(Records from a dataset)
%%

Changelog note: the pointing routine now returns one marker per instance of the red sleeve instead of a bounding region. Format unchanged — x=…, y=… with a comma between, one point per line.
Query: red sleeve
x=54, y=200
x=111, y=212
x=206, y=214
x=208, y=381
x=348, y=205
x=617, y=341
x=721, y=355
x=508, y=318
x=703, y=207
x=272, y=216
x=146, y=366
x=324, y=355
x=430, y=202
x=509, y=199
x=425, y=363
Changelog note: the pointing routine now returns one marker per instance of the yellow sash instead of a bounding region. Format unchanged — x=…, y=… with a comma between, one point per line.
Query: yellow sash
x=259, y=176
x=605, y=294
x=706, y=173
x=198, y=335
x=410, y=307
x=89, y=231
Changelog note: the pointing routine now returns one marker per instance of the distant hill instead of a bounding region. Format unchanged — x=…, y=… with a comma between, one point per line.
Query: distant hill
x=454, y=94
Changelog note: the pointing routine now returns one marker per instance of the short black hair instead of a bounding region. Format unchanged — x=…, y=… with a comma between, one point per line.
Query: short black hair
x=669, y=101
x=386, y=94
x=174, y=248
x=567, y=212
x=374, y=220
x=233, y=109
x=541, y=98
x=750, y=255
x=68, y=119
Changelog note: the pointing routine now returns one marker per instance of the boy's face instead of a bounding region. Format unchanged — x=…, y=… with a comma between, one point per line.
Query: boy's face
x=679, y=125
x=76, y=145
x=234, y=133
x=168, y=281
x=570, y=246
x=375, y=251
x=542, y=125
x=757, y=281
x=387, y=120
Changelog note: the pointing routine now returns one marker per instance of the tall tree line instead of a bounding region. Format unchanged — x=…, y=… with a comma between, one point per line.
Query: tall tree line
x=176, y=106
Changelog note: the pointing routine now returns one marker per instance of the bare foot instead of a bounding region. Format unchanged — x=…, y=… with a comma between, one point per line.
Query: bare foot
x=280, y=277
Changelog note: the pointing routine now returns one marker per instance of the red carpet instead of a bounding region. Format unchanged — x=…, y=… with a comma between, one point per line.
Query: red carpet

%%

▸ EXERCISE PROMPT
Where a line in the entries holds the word "marker", copy that line.

▸ ANSWER TO THIS EXERCISE
Changelog note: the pointing routine now returns one marker per instance of the red sleeve instead of a bounding region. Format unchanged — x=…, y=… with a comma between, one point per line.
Changelog note: the pointing routine now returns one marker per instance of the yellow sash instead of a bounding region. Format unchanged — x=…, y=… with a comma between, one point per line.
Changelog note: the pointing routine now returns one marker per instance of the distant hill instead of a bounding region. Format unchanged — x=…, y=… with a comma between, one point per line.
Changelog note: the pointing routine now returns one marker per instance of the short black hair instead of a bounding region. Format unchanged — x=…, y=… with a comma between, one point per line.
Changelog note: the pointing routine now returns one marker per instance of the boy's face instead of a bounding region. Format unchanged — x=…, y=… with a comma between, one point per line.
Changelog note: the pointing routine now returns one marker per instance of the tall tree line instead of a bounding region. Format unchanged — x=…, y=… with a comma between, one point per line.
Changelog note: the pointing routine now returns one marker per instance of the bare foot instead of a bounding region. Format unchanged — x=…, y=… with a comma between, one point per line.
Changelog note: the pointing routine now returns one marker per instance of the red carpet instead of a bounding region. Format unchanged — x=…, y=… with a comma between, one point per line.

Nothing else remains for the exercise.